→ **INPUT DATA**
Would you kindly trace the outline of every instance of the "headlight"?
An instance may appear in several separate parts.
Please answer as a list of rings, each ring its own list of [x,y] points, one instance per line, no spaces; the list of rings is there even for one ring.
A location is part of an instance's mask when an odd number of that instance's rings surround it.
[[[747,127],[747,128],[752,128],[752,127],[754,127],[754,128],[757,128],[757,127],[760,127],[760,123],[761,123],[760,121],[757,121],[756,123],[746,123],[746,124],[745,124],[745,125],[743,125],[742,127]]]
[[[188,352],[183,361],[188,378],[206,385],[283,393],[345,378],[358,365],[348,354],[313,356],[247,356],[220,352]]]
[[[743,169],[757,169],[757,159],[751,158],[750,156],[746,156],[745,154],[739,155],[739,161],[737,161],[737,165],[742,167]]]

→ **REQUIRED ACTION**
Your answer should consist only of the lines above between the line holding "An instance may" and the line holding "Please answer as", inclusive, each transcribed exactly.

→ **REPLY TO THE TASK**
An instance may appear in several separate parts.
Please answer as a list of rings, each ring its own list of [x,y] points, one instance per line, no spaces; the list of rings is there even for one ring.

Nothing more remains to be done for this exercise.